Entries from a dataset
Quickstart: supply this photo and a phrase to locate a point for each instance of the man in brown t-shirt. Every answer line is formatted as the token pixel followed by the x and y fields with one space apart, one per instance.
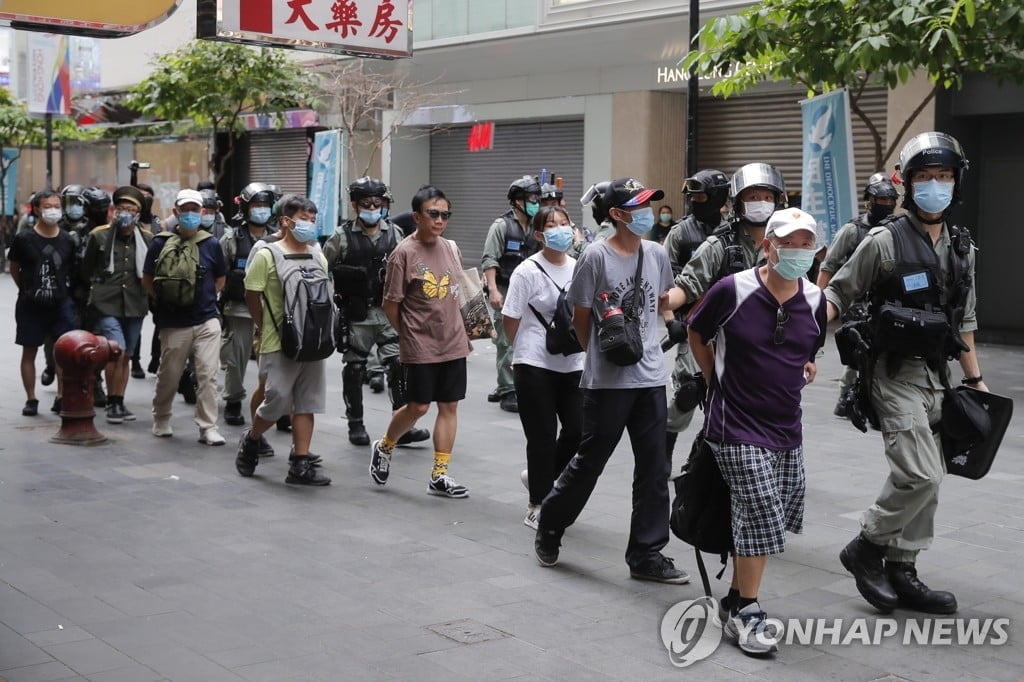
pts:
pixel 422 302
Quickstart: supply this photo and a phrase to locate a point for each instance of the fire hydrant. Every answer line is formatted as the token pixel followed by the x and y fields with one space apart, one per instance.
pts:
pixel 80 353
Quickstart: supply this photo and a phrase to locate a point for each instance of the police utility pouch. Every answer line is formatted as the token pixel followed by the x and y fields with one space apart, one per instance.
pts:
pixel 619 331
pixel 973 425
pixel 912 332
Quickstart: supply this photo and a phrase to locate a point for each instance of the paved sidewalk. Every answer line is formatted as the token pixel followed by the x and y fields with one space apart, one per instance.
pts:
pixel 151 558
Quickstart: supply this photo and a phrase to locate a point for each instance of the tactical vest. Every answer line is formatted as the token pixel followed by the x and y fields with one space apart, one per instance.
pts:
pixel 369 256
pixel 916 290
pixel 235 287
pixel 518 246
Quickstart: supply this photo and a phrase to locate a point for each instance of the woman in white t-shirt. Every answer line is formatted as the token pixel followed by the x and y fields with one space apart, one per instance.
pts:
pixel 548 384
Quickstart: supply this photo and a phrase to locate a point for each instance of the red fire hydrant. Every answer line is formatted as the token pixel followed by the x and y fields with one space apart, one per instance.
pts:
pixel 80 353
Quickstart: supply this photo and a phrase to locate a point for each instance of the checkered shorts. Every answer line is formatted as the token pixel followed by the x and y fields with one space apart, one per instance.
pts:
pixel 767 495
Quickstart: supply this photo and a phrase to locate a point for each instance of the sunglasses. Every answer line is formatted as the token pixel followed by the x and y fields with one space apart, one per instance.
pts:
pixel 781 316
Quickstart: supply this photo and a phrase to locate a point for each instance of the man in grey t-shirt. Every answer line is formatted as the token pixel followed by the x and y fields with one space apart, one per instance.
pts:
pixel 617 398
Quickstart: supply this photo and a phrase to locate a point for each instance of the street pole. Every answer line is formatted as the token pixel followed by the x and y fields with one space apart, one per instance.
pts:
pixel 692 95
pixel 49 151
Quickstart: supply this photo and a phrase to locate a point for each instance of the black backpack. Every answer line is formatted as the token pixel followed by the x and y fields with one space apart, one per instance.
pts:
pixel 306 329
pixel 560 337
pixel 701 513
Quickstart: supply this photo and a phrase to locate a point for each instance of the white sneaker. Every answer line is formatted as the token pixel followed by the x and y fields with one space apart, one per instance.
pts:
pixel 162 427
pixel 211 436
pixel 749 628
pixel 532 517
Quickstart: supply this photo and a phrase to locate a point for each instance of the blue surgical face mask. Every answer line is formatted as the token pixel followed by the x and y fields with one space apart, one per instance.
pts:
pixel 371 217
pixel 794 263
pixel 189 220
pixel 558 239
pixel 259 215
pixel 933 196
pixel 304 230
pixel 643 220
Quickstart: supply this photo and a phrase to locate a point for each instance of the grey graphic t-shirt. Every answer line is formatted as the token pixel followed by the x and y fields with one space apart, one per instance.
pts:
pixel 601 270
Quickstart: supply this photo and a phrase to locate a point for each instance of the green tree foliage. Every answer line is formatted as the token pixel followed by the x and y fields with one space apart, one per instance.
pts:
pixel 213 84
pixel 828 44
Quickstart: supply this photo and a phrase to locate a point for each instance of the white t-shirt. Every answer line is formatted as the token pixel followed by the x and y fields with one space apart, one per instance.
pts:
pixel 528 286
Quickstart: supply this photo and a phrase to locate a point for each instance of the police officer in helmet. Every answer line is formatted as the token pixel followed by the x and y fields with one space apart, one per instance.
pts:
pixel 509 243
pixel 914 263
pixel 706 193
pixel 356 253
pixel 880 199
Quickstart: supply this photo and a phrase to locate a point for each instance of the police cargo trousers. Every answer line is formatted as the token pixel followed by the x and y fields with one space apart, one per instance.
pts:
pixel 175 344
pixel 236 349
pixel 903 515
pixel 606 413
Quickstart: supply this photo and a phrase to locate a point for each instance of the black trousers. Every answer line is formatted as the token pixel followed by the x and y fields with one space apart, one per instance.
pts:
pixel 547 398
pixel 641 412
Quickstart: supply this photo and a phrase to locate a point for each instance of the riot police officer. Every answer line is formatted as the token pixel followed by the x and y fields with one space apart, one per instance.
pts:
pixel 880 197
pixel 509 242
pixel 918 266
pixel 757 190
pixel 356 253
pixel 707 193
pixel 237 338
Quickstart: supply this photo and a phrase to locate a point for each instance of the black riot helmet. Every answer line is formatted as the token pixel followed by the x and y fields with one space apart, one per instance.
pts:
pixel 367 186
pixel 932 148
pixel 527 184
pixel 715 184
pixel 595 199
pixel 879 185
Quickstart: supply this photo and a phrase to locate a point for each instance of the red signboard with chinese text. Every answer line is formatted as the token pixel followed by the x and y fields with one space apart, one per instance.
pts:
pixel 364 28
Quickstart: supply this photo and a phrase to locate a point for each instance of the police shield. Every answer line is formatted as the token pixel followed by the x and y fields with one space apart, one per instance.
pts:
pixel 973 425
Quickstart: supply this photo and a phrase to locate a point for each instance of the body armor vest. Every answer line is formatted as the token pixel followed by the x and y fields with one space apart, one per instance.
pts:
pixel 518 246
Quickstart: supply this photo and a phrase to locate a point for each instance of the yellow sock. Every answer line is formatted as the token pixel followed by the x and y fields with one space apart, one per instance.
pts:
pixel 440 464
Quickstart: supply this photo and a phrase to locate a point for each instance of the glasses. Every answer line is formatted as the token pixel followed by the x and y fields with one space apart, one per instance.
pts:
pixel 781 316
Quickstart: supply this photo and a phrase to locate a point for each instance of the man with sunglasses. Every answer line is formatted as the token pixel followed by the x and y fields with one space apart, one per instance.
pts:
pixel 423 303
pixel 355 253
pixel 773 318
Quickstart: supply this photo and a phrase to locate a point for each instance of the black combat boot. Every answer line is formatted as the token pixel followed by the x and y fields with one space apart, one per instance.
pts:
pixel 863 558
pixel 915 595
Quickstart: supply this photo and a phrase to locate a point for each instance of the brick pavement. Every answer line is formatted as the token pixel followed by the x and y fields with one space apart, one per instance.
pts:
pixel 151 558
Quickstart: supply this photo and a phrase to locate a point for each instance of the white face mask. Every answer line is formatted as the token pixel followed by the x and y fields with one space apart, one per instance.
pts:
pixel 758 212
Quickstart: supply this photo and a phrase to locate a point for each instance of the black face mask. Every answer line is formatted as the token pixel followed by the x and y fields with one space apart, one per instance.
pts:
pixel 879 212
pixel 707 212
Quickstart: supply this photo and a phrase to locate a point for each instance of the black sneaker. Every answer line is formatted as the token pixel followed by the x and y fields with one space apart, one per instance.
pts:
pixel 264 450
pixel 546 545
pixel 659 568
pixel 415 434
pixel 380 464
pixel 303 472
pixel 114 415
pixel 445 486
pixel 248 456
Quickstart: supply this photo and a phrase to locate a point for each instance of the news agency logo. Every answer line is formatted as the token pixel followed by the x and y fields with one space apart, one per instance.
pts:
pixel 691 631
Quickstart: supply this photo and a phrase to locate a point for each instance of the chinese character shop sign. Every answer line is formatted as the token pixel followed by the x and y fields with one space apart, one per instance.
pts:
pixel 368 28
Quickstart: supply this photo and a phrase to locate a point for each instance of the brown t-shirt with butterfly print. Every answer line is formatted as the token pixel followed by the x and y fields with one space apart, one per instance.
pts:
pixel 423 279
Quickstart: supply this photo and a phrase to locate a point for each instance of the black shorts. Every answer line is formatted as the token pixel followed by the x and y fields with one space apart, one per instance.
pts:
pixel 36 324
pixel 435 382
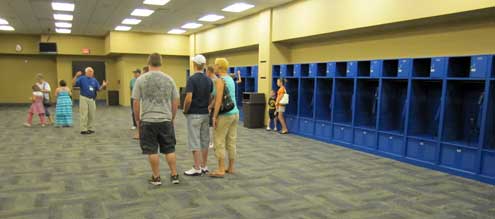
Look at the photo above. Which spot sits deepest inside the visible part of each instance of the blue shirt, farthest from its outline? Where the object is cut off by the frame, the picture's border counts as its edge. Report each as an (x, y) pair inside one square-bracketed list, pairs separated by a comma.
[(88, 86), (229, 82)]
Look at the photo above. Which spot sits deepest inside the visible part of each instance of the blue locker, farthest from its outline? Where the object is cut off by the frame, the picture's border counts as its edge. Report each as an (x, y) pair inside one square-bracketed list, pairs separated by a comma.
[(393, 106), (365, 138), (464, 112), (342, 133), (306, 127), (323, 130), (482, 66), (306, 97), (292, 123), (384, 68), (488, 164), (343, 106), (425, 110), (392, 144), (458, 157), (366, 106), (318, 70), (287, 71), (421, 150), (323, 98), (276, 71)]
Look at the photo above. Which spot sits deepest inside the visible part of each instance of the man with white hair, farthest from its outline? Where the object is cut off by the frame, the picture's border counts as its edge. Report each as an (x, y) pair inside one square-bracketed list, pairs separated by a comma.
[(88, 87)]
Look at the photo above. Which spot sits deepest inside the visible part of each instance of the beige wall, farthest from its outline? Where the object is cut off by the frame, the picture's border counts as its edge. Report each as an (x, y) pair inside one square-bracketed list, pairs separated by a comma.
[(17, 75)]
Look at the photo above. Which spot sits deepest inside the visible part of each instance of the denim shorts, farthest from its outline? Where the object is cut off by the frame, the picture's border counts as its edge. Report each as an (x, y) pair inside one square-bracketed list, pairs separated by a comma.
[(198, 131)]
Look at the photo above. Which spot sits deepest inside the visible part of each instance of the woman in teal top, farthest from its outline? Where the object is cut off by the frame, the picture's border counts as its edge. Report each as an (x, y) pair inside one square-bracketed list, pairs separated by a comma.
[(225, 124)]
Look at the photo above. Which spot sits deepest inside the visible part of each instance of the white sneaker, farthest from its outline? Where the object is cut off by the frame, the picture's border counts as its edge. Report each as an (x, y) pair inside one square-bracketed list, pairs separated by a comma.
[(193, 172)]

• **Set task**
Scale the part of the listing that opens with the line containing "woman in teal" and closes with the line containing "[(225, 124)]", both ends included. Reproduce those lines alone, with the request text unchanged and every answer coordinate multiplied by 0.75 and rounded to a whole number, halves rounding up.

• **Problem solution**
Look at the photo above. Which spot sits deepest inside the visible part of each instance of the woman in teal top, farthest from its outline? Where the object is cut off by the frame, the picture's border counts as its edge. Report each as an (x, y) pair inside one square-bracketed list, pairs separated by a comma.
[(169, 93)]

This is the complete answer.